Coordinate labeling data:
--- START ---

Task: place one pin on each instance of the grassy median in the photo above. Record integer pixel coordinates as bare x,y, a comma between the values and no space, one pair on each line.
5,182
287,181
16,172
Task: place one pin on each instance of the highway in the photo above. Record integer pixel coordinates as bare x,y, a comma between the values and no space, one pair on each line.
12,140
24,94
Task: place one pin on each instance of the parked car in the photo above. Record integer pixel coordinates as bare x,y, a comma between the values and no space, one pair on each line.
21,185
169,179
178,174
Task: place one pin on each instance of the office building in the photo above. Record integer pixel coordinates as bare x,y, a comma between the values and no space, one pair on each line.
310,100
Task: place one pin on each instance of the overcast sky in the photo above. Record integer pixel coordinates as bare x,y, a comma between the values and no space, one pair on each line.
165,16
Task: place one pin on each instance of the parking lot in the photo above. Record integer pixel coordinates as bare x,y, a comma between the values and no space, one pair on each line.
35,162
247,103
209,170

--- END ---

— Directive —
Copy all of the entries above line for line, without changing anything.

— Task solution —
Task: place one pin on each instance of the grassy median in the photo above. Record integer pixel coordinates as bare x,y, a comma between the values and no space, one pair on each line.
5,182
287,181
16,172
Task: place one pin on each instance of the highway in the photo above. Record integer pixel coordinates as bare x,y, a comma between the values and no space, one pair on each line.
12,140
24,94
Task: place one pin on each instance of the parked car in the photo above. Record integer pixel coordinates as bare x,y, a comma between the values and no space, one pair on each line.
21,185
169,179
178,174
Task: place one pin on each instance of the office building in the photo above. Record integer pixel coordinates as bare x,y, a comma between the values and no space, one pair on each line.
310,100
Task: place one pin on each instance of the overcast sky in the photo above. Record integer pixel coordinates as bare x,y, a comma between the values and no space, one pair on each line.
165,16
Task: place one pin on each instance of the parking lot in the photo above. Record integer pixel coordinates as bare x,y, a comma between the values and no space, one pair on each line.
35,162
247,103
209,170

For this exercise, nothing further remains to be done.